Problem details
Please output every record exactly, keeping each line as it is.

Data
====================
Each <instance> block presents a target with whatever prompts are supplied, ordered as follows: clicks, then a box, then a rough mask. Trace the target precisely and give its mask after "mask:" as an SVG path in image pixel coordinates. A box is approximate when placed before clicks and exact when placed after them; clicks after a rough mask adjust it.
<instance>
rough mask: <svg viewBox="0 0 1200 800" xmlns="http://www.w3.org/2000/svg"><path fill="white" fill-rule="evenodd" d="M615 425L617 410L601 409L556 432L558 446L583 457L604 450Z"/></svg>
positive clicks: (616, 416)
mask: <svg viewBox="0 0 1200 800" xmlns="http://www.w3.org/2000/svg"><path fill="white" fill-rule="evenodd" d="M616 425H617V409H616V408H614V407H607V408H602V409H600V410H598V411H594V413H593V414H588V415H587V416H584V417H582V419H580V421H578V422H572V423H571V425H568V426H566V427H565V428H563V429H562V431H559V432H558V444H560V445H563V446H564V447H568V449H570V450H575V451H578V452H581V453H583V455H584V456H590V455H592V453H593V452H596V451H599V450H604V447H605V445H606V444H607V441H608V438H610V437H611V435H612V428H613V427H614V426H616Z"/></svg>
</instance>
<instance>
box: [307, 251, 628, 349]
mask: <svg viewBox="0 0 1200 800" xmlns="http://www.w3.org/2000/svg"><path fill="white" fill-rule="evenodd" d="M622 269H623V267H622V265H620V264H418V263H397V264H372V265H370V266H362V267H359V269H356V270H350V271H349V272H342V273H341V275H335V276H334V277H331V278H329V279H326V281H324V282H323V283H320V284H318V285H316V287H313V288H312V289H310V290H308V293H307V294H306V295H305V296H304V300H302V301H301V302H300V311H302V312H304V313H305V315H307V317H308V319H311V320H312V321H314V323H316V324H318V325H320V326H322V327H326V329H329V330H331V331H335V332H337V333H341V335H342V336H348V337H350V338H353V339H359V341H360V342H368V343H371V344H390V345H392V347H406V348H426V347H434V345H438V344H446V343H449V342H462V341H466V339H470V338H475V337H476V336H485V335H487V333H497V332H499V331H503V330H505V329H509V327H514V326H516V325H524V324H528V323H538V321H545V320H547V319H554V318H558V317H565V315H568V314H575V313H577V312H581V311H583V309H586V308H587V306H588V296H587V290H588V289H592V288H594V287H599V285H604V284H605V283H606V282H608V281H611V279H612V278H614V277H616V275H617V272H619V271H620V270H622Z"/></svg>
====================
Exercise response
Each <instance> block presents a target with whatever prompts are supplied, ordered as follows: clicks, then a box, then a rough mask. Trace the target precisely and give its mask after "mask:" as an SVG path in image pixel coordinates. A box is approximate when placed before clicks and exact when placed after them; clicks after a rough mask adjust it.
<instance>
rough mask: <svg viewBox="0 0 1200 800" xmlns="http://www.w3.org/2000/svg"><path fill="white" fill-rule="evenodd" d="M615 425L617 410L601 409L556 432L558 446L583 457L604 450Z"/></svg>
positive clicks: (616, 416)
mask: <svg viewBox="0 0 1200 800" xmlns="http://www.w3.org/2000/svg"><path fill="white" fill-rule="evenodd" d="M616 425H617V409H616V408H614V407H607V408H602V409H600V410H598V411H594V413H593V414H588V415H587V416H584V417H582V419H580V421H578V422H572V423H571V425H568V426H566V427H565V428H563V429H562V431H559V432H558V444H560V445H563V446H564V447H568V449H570V450H575V451H578V452H581V453H583V455H584V456H590V455H592V453H593V452H596V451H599V450H604V447H605V445H606V444H607V441H608V438H610V437H611V435H612V428H613V427H614V426H616Z"/></svg>
</instance>
<instance>
box: [307, 251, 628, 349]
mask: <svg viewBox="0 0 1200 800" xmlns="http://www.w3.org/2000/svg"><path fill="white" fill-rule="evenodd" d="M622 269H623V267H622V265H620V264H418V263H397V264H372V265H370V266H362V267H359V269H356V270H350V271H349V272H342V273H341V275H335V276H334V277H331V278H329V279H326V281H324V282H323V283H320V284H318V285H316V287H313V288H312V289H310V290H308V293H307V294H306V295H305V296H304V300H302V301H301V302H300V311H302V312H304V313H305V315H307V317H308V319H311V320H312V321H314V323H316V324H318V325H320V326H322V327H326V329H329V330H331V331H335V332H337V333H341V335H342V336H348V337H350V338H353V339H359V341H360V342H368V343H371V344H390V345H392V347H406V348H426V347H434V345H438V344H446V343H449V342H462V341H466V339H470V338H475V337H476V336H485V335H487V333H497V332H499V331H503V330H505V329H509V327H514V326H516V325H524V324H528V323H538V321H545V320H547V319H554V318H558V317H565V315H568V314H575V313H577V312H581V311H583V309H586V308H587V306H588V296H587V290H588V289H592V288H594V287H599V285H604V284H605V283H606V282H608V281H611V279H612V278H614V277H616V275H617V272H619V271H620V270H622Z"/></svg>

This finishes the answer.